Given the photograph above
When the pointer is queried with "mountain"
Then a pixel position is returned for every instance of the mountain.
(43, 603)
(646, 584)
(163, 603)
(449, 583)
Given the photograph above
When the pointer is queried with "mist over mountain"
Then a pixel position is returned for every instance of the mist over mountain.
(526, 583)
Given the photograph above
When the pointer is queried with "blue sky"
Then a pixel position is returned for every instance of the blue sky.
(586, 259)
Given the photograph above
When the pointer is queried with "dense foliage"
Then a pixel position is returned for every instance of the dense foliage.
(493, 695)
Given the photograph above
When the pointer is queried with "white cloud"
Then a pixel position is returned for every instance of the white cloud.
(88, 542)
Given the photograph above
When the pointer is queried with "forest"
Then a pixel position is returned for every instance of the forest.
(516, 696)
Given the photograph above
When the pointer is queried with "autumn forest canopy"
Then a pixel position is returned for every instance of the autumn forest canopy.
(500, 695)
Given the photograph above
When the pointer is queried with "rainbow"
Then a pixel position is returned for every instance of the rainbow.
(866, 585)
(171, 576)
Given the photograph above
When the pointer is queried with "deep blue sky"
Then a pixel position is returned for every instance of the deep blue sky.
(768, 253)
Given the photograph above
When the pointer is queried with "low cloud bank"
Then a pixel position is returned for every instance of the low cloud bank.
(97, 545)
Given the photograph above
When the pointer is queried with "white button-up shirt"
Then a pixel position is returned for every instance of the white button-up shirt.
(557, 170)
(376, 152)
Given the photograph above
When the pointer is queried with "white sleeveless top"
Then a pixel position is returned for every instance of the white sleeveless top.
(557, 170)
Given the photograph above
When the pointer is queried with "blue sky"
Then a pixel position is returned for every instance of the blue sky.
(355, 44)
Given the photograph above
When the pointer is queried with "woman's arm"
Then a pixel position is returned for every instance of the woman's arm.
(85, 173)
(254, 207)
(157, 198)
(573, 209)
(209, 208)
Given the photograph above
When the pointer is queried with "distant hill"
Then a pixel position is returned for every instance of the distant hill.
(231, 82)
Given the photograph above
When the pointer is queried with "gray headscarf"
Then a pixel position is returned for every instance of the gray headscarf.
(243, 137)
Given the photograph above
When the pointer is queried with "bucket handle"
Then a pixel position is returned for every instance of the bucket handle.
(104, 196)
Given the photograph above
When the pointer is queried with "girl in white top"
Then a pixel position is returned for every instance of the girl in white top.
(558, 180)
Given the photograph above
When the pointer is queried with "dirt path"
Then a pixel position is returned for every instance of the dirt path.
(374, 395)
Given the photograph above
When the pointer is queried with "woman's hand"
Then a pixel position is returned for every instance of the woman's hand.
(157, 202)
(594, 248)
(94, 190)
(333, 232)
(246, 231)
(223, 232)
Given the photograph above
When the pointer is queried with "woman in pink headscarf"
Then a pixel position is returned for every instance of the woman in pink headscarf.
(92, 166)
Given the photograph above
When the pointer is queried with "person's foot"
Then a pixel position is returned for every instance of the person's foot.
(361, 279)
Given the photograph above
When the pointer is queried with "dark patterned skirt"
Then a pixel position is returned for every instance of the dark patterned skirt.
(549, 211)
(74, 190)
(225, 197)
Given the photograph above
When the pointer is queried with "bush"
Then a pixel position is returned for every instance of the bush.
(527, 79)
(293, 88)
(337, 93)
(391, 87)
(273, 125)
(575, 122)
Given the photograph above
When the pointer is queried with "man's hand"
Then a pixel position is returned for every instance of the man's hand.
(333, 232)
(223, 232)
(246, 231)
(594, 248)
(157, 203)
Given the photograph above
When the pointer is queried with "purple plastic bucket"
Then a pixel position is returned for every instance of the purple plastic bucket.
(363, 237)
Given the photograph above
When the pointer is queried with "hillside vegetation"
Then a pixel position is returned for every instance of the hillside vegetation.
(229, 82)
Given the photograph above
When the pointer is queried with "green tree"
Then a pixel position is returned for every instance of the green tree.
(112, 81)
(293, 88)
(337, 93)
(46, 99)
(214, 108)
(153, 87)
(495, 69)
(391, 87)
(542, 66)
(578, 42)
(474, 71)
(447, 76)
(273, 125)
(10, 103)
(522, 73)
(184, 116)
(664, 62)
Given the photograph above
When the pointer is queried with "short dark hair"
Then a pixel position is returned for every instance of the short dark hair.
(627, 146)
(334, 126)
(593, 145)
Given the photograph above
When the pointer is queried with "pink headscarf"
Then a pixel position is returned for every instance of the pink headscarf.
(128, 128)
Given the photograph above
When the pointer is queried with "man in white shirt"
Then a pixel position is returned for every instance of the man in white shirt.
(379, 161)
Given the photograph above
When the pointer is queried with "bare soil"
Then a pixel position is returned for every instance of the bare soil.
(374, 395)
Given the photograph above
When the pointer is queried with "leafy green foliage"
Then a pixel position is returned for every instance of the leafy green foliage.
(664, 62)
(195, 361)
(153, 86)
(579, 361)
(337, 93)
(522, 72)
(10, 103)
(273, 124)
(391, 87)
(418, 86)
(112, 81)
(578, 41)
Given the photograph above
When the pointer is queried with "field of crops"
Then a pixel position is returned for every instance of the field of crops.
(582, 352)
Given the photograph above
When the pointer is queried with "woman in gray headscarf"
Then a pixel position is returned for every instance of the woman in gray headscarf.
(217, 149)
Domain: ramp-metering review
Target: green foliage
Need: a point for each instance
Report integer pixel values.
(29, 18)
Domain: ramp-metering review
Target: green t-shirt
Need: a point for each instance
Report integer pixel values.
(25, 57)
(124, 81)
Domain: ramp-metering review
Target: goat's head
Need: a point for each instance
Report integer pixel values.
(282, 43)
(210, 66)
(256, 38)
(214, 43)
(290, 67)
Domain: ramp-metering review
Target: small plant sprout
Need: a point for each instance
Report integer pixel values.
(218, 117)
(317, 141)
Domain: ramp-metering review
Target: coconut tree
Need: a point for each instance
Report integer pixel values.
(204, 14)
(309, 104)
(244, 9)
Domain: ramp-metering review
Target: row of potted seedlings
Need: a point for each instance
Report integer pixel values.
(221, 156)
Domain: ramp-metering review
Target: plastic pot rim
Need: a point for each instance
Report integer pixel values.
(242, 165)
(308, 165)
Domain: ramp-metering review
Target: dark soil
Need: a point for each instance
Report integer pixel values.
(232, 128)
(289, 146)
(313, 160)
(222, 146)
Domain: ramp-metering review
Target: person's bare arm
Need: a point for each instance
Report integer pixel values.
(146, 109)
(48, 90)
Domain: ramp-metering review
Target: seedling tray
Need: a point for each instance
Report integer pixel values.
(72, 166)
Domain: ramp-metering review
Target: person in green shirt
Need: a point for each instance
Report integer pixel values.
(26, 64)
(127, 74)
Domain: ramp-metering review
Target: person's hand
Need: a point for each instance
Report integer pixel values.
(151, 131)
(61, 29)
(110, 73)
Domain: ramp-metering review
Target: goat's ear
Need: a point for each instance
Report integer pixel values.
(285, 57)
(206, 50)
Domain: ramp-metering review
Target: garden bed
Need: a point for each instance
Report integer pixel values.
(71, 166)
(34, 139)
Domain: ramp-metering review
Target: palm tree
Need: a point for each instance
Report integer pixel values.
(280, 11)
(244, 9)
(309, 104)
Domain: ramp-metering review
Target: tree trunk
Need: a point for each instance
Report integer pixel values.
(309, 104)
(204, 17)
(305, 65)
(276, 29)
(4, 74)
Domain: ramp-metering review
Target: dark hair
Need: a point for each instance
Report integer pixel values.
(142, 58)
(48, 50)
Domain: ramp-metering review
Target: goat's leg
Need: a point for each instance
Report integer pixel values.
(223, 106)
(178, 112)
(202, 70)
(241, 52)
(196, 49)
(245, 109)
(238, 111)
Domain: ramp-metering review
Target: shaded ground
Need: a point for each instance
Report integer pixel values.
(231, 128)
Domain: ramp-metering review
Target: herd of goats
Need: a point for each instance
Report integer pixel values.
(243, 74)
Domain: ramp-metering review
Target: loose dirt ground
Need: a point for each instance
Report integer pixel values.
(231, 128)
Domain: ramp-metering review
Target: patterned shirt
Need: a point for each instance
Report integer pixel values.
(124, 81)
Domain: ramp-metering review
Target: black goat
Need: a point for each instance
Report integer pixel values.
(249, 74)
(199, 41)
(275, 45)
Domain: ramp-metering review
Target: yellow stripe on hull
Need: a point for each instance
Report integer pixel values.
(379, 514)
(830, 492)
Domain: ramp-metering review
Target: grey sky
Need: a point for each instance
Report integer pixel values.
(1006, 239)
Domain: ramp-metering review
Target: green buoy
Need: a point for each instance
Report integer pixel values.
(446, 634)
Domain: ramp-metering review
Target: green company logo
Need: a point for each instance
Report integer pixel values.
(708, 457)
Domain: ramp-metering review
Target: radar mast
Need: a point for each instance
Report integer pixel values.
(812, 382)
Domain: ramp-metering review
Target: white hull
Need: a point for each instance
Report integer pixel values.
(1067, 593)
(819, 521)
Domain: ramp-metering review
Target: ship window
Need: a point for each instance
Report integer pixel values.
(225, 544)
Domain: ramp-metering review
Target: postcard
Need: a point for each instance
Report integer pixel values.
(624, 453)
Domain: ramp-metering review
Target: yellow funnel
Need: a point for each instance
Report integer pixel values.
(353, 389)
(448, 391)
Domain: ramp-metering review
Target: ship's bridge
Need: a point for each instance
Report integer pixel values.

+--

THE TASK:
For each line above that contains the word "ground", make a copy.

ANSWER AREA:
Target: shaded ground
Target: loose dirt ground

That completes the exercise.